- _TESTO ESTRATTO_
===

Eppure, i conti non tornano – non possono tornare agli occhi più attenti – posto che nessuna sanzione riguarda attualmente gli aiuti umanitari, né da parte degli Stati Uniti, né dell’Europa.

Il gioco di Assad

Il regime siriano fa appello alla Carta delle Nazioni Unite, che, essendo stilata tra Stati nazionali, prevede che siano i governi a gestire gli aiuti umanitari di soccorso alle popolazioni, in ogni dove.

Ed è così pure in Siria, ove è ancora in corso un conflitto armato e ove sussiste il più gran numero di cittadini deportati e assiepati nell’estremo nord del Paese – cioè nella provincia di Idlib -, da quando i territori in cui erano nati e cresciuti sono stati violentemente riconquistati, anche col gas, dall’esercito siriano.

===

- _Elementi di dati_
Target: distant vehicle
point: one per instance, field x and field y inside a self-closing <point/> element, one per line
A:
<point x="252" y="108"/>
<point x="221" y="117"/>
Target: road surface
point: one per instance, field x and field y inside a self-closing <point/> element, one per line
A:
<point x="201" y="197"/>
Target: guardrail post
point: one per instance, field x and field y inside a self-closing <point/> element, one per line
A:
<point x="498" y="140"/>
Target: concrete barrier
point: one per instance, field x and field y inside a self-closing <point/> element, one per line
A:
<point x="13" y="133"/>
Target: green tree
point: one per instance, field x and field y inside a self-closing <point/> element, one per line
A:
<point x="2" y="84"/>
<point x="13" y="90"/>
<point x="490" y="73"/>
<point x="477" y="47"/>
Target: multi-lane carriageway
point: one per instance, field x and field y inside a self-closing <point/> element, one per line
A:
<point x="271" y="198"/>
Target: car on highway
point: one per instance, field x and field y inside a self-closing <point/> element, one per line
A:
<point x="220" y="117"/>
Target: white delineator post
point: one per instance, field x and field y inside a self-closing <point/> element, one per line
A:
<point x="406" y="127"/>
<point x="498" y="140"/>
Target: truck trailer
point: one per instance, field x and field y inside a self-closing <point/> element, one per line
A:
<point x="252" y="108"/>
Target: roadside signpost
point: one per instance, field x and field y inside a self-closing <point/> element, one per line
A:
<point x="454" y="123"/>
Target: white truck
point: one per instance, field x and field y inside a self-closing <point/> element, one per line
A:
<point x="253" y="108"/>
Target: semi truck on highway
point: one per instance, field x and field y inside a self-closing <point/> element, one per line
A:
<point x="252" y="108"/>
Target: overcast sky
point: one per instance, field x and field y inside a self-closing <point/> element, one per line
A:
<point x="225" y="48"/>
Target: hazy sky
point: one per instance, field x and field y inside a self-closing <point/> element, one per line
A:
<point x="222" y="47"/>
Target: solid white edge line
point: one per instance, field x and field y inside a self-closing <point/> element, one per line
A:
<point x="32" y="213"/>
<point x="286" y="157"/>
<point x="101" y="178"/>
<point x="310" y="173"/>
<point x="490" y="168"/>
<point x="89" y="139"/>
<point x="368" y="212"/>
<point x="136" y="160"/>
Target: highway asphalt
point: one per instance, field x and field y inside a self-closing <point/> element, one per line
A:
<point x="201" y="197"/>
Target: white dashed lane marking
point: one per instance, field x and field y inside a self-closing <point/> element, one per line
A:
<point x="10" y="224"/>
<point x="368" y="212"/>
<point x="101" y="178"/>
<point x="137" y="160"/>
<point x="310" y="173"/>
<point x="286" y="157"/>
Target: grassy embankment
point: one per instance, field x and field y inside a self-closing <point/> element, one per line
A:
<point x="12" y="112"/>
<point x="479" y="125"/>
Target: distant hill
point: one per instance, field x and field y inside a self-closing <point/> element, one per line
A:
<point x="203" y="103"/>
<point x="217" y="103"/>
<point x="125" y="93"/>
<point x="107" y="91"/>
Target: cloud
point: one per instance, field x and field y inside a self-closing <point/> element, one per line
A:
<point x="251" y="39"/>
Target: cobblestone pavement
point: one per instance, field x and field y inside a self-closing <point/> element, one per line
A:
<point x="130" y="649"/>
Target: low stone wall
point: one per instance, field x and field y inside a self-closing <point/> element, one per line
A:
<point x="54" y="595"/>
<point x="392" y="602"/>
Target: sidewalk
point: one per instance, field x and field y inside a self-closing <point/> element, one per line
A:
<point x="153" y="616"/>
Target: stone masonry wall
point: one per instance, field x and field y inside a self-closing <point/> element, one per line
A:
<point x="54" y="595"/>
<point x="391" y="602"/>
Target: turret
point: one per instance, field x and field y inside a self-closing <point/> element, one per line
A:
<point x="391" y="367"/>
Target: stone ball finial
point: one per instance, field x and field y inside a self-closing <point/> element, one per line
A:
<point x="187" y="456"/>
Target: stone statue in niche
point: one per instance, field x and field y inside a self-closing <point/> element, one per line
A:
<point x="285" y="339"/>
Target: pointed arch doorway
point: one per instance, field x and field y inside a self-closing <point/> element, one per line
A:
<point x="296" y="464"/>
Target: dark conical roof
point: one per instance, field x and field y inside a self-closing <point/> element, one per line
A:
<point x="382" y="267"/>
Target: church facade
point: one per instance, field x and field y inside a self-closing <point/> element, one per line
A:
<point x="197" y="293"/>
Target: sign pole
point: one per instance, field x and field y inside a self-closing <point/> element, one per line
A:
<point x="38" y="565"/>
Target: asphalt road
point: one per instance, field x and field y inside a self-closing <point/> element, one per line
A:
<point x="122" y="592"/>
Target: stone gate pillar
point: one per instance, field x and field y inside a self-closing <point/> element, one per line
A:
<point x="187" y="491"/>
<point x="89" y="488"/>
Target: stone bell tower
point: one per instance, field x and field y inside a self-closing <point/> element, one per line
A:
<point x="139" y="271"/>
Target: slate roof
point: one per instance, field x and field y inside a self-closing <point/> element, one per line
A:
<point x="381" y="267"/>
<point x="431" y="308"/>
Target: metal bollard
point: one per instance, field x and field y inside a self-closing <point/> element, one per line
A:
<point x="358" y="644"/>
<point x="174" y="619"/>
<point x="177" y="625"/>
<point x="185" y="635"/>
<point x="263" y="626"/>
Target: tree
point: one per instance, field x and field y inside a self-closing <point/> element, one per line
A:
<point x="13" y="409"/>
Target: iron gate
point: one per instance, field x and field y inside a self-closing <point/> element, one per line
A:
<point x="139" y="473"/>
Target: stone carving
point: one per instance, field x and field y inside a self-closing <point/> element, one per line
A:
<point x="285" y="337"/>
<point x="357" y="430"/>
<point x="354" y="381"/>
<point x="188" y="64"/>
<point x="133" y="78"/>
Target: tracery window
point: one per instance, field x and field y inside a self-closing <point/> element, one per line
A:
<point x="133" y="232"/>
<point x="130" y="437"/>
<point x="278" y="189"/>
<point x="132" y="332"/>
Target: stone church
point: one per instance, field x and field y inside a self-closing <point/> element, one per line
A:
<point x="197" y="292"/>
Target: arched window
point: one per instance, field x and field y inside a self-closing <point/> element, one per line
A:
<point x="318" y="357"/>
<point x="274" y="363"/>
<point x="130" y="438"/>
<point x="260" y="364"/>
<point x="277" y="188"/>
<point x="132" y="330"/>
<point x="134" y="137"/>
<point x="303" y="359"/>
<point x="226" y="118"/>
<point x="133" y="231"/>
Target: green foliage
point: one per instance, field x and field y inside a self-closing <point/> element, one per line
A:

===

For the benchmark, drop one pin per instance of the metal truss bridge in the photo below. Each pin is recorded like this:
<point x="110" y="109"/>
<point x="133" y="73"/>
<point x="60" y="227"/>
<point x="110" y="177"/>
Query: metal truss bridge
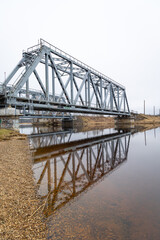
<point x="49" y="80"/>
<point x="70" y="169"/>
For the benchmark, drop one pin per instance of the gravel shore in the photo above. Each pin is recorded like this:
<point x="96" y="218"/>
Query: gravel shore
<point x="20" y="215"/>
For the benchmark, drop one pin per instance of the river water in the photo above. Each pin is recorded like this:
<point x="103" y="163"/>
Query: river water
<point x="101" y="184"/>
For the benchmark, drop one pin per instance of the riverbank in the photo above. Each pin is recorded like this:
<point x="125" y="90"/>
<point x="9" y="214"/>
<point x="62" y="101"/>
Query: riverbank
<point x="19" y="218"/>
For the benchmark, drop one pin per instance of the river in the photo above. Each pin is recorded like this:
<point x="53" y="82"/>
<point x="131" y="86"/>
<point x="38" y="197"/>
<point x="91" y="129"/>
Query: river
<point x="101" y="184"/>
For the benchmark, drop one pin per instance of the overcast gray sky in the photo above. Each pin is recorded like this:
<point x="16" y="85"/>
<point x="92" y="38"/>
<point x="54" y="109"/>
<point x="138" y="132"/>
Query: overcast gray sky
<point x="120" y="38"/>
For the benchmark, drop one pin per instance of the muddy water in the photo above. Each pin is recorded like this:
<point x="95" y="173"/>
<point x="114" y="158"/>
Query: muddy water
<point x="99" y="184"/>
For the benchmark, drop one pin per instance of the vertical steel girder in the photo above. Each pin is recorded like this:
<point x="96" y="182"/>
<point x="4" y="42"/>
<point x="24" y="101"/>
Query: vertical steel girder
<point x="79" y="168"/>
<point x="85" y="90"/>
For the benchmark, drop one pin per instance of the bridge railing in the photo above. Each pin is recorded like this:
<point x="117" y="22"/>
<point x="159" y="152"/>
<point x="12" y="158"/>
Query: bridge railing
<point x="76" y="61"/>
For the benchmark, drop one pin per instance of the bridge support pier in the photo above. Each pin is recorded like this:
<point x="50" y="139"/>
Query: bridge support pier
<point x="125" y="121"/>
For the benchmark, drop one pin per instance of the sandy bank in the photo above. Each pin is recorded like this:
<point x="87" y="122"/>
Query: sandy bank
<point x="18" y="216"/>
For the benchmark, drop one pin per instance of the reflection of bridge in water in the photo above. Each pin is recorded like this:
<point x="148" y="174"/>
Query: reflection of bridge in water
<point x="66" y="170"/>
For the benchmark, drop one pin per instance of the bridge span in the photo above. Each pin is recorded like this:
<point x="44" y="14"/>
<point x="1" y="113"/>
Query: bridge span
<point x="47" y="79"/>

===

- _REQUISITI_
A: Elenca tutti i nomi di luoghi geografici che compaiono nel testo sugli aiuti umanitari in Siria.
B: Prosegui il testo sugli aiuti umanitari in Siria dall'ultima frase in poi.

- _RISULTATI DELLE ATTIVITÀ_
A:
Stati Uniti
Europa
Siria
Idlib

B:
Proprio in quella provincia – ora doppiamente devastata – erano giunti dopo il loro pellegrinaggio del dolore, a differenza dei miliziani jihadisti voluti – sempre nella provincia di Idlib – dallo stesso regime. Rapidamente costoro con le bandiere nere ne hanno preso il controllo con la complicità dei turchi, di cui sono diventati una sorta di avamposto in territorio siriano.

Ma l’emergenza umanitaria così determinatasi ben difficilmente può essere affidata ad Assad che definisce la gente riparata a Idlib – sicuramente siriana del suo stesso popolo – «terrorista», tenendola all’assedio e alla fame da anni. Nessuno può credibilmente pensare che Damasco possa e voglia aiutare umanitariamente chi considera ostile e combattendola da anni, con armi pesanti e con tutto il sostegno militare dei russi che – proprio da quelle parti – hanno brillantemente testato la distruzione civile sistematica di scuole, ospedali, campi coltivati, prima di andare in Ucraina.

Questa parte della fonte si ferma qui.